DIRECTIONS FOR THIS TASK
In the listing below, find each line that contains the word "white". Report those lines in full.

Region labeling listing:
——

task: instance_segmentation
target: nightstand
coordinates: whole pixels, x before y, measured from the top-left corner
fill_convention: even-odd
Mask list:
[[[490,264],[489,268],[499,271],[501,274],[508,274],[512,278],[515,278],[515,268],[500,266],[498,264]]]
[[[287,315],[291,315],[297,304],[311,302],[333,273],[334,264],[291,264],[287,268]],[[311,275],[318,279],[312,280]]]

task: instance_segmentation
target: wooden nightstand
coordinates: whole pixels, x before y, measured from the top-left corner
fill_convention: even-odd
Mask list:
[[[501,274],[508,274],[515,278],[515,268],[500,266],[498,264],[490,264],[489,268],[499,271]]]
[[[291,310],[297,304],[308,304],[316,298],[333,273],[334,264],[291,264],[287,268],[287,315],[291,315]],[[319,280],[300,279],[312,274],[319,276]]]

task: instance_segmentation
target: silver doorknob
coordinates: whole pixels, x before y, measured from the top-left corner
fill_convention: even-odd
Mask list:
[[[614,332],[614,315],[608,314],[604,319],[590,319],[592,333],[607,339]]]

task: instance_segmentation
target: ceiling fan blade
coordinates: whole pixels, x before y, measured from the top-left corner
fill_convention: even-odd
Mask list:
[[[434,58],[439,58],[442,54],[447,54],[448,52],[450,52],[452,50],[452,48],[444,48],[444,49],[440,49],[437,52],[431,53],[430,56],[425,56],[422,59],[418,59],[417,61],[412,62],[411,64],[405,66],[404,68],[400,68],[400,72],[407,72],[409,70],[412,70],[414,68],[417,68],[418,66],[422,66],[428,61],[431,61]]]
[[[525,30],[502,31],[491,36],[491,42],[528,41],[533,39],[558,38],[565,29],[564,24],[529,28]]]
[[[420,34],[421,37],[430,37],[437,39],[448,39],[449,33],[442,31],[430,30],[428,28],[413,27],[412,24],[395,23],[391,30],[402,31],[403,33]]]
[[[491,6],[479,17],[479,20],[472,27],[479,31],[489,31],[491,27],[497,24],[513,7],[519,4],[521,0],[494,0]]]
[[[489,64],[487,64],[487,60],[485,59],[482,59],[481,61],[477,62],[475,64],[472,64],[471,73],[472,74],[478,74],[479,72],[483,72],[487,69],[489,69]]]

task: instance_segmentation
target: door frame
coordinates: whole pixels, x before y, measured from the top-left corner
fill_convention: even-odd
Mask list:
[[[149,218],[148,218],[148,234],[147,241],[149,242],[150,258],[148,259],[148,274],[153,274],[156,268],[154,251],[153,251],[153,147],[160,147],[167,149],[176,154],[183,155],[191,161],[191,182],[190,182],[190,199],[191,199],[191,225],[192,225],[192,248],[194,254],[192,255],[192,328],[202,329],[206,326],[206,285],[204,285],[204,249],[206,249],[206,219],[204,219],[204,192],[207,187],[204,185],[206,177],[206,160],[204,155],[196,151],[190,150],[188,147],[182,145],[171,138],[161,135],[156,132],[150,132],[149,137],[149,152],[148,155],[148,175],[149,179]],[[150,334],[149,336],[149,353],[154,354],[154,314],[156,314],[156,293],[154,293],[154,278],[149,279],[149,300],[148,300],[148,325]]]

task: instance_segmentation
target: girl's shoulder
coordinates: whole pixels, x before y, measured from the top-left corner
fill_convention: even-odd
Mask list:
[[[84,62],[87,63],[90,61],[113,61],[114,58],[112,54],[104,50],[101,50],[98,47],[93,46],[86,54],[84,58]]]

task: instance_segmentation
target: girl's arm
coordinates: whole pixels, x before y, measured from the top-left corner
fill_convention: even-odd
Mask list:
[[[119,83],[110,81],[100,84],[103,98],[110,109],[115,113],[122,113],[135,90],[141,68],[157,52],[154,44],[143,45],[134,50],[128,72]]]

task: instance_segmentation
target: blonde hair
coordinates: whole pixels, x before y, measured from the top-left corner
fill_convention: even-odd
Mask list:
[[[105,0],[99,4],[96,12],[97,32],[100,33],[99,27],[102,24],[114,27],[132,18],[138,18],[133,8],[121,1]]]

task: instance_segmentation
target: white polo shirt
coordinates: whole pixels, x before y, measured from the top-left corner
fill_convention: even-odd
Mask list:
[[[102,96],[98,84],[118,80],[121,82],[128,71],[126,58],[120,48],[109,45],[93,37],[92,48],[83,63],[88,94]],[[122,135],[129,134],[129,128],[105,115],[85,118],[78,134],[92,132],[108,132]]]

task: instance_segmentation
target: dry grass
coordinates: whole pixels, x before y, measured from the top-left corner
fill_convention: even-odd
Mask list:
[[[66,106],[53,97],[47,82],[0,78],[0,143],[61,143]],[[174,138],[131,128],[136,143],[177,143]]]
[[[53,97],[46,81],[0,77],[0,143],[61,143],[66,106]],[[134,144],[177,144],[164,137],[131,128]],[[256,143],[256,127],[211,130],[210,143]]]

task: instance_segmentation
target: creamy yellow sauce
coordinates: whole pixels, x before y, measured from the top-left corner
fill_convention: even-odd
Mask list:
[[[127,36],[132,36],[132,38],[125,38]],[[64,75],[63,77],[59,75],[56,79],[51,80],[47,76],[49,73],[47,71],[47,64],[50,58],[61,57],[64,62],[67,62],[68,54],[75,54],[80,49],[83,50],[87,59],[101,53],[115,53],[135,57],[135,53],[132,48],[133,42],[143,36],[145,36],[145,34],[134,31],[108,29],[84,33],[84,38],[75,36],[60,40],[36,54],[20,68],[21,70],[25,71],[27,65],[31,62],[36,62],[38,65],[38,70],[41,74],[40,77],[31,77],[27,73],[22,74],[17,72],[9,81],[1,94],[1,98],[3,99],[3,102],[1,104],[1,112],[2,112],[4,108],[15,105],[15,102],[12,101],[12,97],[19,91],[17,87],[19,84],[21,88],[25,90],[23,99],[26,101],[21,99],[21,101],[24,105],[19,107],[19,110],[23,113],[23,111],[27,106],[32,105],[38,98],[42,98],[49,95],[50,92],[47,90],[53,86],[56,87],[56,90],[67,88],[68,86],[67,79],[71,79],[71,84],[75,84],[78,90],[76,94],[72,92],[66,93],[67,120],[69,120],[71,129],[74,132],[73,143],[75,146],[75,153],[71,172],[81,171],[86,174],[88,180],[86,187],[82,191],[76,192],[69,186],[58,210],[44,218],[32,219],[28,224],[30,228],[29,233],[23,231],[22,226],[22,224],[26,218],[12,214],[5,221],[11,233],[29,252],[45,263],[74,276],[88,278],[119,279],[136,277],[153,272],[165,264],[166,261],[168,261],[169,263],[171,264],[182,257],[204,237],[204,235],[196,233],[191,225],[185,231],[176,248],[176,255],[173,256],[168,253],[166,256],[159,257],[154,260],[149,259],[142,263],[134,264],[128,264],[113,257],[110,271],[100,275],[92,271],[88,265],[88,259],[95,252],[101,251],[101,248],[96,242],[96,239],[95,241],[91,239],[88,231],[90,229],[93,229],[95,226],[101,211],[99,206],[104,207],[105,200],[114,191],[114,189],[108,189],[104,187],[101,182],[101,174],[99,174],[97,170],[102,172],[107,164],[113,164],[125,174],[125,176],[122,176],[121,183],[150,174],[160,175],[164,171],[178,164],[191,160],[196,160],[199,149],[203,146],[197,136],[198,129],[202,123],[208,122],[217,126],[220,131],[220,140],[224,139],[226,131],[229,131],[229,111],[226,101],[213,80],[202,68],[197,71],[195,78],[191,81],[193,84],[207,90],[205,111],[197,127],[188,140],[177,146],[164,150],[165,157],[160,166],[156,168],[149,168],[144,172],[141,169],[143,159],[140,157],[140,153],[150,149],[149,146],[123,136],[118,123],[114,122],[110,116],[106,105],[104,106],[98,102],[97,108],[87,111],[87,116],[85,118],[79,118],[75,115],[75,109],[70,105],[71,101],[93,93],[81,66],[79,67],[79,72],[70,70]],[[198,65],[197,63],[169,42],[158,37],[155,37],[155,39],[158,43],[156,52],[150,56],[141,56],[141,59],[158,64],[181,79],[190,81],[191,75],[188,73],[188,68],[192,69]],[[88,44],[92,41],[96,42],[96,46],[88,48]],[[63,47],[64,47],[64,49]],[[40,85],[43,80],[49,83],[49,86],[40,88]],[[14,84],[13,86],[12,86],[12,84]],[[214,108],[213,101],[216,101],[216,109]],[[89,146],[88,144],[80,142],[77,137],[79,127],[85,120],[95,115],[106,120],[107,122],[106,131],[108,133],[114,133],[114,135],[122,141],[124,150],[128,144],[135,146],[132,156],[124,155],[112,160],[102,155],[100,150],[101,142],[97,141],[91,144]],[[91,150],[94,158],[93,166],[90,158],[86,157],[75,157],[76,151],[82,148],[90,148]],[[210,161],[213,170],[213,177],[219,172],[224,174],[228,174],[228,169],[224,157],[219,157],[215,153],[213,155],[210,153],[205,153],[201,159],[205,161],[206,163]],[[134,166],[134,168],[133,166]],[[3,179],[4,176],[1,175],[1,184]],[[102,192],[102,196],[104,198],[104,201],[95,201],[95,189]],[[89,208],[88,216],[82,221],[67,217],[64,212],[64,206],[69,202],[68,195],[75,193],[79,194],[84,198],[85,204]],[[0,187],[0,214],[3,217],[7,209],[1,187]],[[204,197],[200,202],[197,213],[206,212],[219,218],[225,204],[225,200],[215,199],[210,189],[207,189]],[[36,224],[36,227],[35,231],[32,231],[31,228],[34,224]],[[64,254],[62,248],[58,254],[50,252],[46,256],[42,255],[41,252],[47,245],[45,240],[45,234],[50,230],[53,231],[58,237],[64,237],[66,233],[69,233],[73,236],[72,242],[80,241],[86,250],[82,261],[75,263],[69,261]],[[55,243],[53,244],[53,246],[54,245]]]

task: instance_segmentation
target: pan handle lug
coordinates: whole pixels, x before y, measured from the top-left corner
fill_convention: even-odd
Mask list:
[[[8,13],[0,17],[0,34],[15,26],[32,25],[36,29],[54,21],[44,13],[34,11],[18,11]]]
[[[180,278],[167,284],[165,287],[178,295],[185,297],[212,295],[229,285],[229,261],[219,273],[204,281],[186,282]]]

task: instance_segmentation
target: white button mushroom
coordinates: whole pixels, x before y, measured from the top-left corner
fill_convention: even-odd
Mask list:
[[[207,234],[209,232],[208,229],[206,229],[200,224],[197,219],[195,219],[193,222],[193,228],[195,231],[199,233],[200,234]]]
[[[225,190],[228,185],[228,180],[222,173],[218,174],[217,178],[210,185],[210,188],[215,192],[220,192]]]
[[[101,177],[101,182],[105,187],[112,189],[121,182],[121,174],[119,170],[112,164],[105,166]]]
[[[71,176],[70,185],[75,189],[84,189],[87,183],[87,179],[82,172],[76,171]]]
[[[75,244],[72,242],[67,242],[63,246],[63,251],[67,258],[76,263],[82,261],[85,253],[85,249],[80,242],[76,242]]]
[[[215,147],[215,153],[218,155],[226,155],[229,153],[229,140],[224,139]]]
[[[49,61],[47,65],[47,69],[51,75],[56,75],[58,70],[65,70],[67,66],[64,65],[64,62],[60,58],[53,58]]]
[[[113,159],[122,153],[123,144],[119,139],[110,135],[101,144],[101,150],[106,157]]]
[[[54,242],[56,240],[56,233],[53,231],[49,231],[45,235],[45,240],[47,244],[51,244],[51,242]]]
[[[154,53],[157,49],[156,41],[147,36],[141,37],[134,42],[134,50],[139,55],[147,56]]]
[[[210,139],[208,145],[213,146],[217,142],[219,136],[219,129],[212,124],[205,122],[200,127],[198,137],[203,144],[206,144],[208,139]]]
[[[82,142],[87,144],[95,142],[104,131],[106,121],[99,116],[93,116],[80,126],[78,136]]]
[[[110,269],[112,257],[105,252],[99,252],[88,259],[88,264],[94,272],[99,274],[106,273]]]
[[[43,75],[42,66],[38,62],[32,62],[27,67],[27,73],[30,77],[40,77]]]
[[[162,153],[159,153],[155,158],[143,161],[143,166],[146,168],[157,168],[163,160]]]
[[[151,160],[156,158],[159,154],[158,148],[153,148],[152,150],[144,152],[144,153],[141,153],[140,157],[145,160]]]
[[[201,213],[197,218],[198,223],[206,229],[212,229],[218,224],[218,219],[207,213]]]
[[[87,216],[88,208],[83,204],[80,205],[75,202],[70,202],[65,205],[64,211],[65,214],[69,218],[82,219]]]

——

REPLY TO THE TASK
target: white polo shirt
target: white button mushroom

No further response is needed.